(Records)

********

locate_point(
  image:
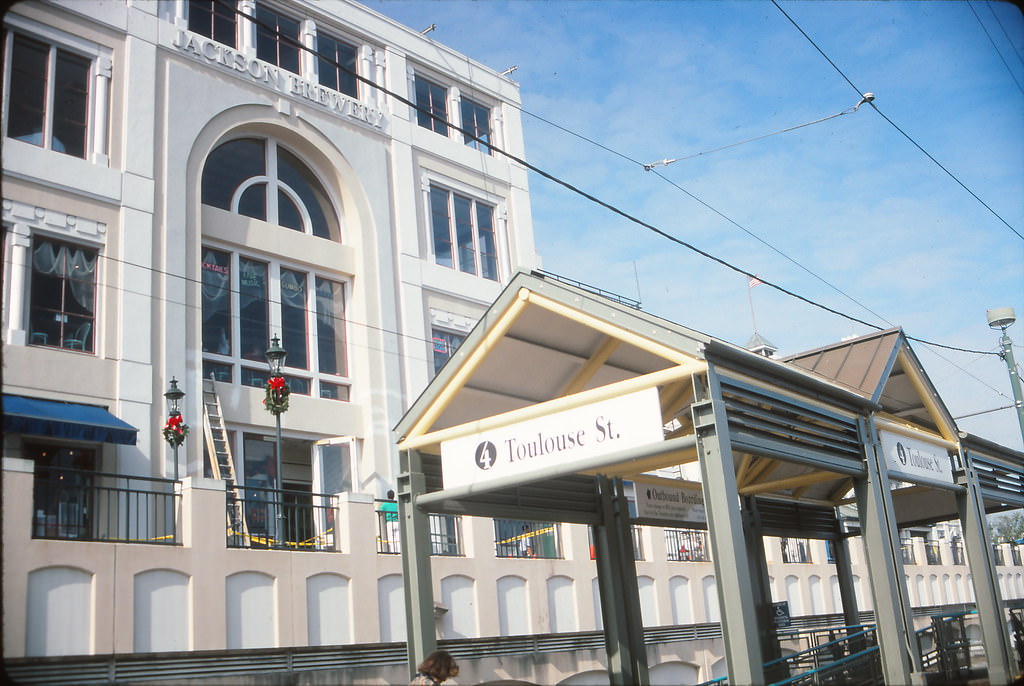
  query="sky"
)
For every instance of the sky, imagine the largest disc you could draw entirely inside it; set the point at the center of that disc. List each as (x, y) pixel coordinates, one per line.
(849, 212)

********

What is being asked. Write out all of the material above again, requests included, but multiply each coordinate in the answers by 2.45 and round to whole numbers, with halves going up. Leave the pictures out.

Response to this exercise.
locate_point(
  image:
  query="sky"
)
For every instance of the sky, imagine the largest disc you could draw entirely inside it; set the point at the center of that disc. List each as (x, y) pixel coordinates, one per line.
(2080, 519)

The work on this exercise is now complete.